Task instructions
Copy every line of the records below word for word, leaving out the pictures.
╭─ Input records
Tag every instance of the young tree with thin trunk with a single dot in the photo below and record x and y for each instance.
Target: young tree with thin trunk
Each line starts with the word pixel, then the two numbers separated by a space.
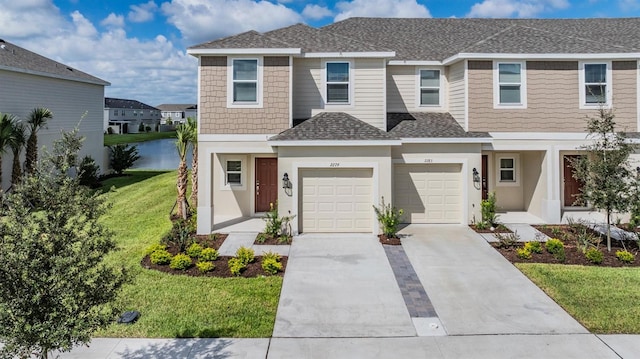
pixel 603 168
pixel 37 119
╰─
Task result
Tag every instance of the young tree with thin trunk with a single dot in the photo below and record x and y for each instance.
Target: young tree with thin trunk
Each line starts with the word pixel, then the two numbers separated by a space.
pixel 603 168
pixel 37 119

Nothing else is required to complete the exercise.